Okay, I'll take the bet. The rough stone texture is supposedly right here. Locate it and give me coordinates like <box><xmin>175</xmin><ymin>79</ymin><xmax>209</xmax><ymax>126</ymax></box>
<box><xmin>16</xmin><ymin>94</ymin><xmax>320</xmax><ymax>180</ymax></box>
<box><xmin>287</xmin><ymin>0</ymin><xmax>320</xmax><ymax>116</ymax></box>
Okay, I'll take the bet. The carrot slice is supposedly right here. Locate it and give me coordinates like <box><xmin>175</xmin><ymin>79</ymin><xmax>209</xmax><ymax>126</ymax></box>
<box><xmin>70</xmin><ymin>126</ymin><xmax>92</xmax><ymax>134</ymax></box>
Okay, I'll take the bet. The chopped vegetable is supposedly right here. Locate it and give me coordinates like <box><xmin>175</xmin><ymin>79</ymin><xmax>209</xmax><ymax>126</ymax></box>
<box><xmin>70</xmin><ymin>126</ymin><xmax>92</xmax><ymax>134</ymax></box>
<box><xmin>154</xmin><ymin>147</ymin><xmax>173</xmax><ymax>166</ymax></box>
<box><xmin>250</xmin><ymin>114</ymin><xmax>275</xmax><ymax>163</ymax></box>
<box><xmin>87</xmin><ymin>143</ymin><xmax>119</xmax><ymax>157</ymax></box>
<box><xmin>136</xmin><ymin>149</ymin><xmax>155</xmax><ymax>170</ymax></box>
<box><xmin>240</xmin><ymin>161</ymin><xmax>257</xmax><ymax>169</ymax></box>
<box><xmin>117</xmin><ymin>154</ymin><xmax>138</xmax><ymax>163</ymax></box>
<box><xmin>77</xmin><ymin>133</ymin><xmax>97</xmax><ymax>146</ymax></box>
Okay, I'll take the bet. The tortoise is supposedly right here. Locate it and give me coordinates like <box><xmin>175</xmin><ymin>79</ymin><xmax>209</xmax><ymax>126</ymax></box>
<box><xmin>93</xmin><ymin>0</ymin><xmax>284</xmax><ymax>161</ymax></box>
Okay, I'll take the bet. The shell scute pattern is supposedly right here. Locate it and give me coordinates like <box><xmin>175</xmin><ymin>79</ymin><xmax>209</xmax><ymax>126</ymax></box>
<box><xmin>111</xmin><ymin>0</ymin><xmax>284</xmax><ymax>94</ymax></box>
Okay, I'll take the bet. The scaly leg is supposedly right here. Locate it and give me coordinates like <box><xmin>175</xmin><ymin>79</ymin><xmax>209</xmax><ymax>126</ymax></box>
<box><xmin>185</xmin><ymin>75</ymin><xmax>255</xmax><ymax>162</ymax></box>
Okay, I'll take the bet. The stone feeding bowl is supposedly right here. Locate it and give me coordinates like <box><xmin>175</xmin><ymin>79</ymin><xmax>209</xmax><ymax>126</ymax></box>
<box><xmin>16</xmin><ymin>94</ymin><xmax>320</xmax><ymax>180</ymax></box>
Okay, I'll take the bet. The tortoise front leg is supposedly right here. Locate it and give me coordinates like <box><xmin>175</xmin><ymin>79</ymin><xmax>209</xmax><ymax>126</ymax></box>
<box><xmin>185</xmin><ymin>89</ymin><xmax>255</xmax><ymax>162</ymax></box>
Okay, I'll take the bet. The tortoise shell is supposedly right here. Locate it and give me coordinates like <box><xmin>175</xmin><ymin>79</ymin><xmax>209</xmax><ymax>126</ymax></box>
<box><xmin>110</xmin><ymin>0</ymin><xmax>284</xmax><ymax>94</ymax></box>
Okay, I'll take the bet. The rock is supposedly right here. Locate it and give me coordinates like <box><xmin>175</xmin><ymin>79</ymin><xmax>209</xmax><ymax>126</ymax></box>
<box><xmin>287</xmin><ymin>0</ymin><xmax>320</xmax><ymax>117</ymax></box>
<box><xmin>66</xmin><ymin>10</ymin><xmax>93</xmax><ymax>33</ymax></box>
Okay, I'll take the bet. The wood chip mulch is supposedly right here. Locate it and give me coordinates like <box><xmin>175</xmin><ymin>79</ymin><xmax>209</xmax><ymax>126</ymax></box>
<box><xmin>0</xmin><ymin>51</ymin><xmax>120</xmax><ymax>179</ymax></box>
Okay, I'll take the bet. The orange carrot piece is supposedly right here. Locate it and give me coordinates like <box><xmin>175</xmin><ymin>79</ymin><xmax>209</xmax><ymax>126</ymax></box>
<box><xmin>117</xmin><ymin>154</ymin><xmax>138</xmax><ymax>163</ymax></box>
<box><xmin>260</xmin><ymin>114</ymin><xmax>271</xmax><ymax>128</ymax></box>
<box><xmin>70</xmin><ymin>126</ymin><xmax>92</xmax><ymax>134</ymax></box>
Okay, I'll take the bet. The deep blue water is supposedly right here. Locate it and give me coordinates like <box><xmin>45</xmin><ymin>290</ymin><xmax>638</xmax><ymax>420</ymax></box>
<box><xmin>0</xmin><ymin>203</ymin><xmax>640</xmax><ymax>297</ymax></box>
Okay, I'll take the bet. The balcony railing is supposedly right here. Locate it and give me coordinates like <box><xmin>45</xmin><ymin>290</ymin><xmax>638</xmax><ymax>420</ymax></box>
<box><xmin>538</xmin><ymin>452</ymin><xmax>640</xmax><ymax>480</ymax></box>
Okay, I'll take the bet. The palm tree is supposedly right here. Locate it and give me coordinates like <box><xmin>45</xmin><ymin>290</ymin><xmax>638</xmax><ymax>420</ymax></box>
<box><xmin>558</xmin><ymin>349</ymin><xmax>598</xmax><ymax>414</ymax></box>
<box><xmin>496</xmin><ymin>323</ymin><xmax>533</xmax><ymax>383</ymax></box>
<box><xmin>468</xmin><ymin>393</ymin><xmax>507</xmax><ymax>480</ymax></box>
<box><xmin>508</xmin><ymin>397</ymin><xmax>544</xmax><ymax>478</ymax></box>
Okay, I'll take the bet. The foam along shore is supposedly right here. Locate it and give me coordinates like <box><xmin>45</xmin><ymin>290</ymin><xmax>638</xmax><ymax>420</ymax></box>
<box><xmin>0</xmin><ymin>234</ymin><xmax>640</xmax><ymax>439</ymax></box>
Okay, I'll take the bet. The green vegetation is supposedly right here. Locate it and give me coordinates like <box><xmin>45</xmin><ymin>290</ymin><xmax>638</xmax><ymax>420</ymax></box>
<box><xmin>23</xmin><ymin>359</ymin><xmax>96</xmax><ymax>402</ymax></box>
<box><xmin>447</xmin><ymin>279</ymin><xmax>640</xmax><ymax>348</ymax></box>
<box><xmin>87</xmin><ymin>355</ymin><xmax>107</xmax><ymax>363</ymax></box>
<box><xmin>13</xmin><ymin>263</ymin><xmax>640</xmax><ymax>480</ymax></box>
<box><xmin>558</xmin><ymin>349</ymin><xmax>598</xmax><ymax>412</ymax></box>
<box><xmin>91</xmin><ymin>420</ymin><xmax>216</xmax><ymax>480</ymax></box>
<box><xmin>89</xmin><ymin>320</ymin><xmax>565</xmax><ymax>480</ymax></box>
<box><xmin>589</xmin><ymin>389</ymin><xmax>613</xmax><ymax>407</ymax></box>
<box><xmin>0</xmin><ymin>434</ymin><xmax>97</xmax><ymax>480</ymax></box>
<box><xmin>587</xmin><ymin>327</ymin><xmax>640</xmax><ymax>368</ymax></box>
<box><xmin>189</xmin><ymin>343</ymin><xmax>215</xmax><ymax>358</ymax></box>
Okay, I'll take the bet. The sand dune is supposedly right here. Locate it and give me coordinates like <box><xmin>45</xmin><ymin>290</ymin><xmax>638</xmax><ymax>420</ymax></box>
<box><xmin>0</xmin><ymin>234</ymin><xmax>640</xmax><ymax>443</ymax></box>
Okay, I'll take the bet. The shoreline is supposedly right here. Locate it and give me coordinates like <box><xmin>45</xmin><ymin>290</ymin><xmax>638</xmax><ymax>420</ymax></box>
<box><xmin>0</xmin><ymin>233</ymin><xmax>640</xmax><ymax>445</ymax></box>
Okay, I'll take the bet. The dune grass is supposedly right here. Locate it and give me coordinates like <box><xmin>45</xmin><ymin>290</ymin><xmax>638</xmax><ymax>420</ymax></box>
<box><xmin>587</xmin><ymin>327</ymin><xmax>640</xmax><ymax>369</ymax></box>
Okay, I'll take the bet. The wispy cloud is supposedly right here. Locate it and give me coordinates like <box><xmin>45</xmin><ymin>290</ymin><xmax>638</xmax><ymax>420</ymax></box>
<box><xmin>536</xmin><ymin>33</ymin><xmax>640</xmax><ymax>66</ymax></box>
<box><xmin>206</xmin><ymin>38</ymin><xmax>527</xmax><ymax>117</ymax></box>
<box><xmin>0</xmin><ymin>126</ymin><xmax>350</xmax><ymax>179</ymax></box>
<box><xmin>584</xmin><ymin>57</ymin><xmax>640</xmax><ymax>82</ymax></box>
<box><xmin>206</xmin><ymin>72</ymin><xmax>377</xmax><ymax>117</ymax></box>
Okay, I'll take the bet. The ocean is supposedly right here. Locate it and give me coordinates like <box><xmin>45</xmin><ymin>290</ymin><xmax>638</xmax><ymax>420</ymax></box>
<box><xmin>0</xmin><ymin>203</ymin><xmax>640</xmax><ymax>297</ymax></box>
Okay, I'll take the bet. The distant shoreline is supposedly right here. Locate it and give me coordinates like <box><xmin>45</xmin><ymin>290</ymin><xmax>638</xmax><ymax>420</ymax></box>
--------
> **What to do**: Starting at the line that contains "Okay, I'll take the bet. The dune", quote each remaining line of the entries above, unchanged.

> **Task output**:
Okay, I'll take the bet. The dune grass is supposedly right here. Locate it and give me coordinates like <box><xmin>45</xmin><ymin>290</ymin><xmax>638</xmax><ymax>420</ymax></box>
<box><xmin>587</xmin><ymin>327</ymin><xmax>640</xmax><ymax>369</ymax></box>
Okay, I'll take the bet. The wispy cloud is supposedly right here. Locate it and give me coordinates like <box><xmin>45</xmin><ymin>290</ymin><xmax>638</xmax><ymax>420</ymax></box>
<box><xmin>536</xmin><ymin>33</ymin><xmax>640</xmax><ymax>66</ymax></box>
<box><xmin>206</xmin><ymin>38</ymin><xmax>527</xmax><ymax>117</ymax></box>
<box><xmin>0</xmin><ymin>126</ymin><xmax>350</xmax><ymax>179</ymax></box>
<box><xmin>584</xmin><ymin>57</ymin><xmax>640</xmax><ymax>82</ymax></box>
<box><xmin>206</xmin><ymin>72</ymin><xmax>377</xmax><ymax>117</ymax></box>
Okay, I'll take the bet. The ocean is supposedly right here. Locate it and give me coordinates like <box><xmin>45</xmin><ymin>290</ymin><xmax>638</xmax><ymax>420</ymax></box>
<box><xmin>0</xmin><ymin>203</ymin><xmax>640</xmax><ymax>297</ymax></box>
Okay, I'll take the bet. The distant shoreline is supposedly right here. Locate it and give me coordinates like <box><xmin>45</xmin><ymin>290</ymin><xmax>638</xmax><ymax>420</ymax></box>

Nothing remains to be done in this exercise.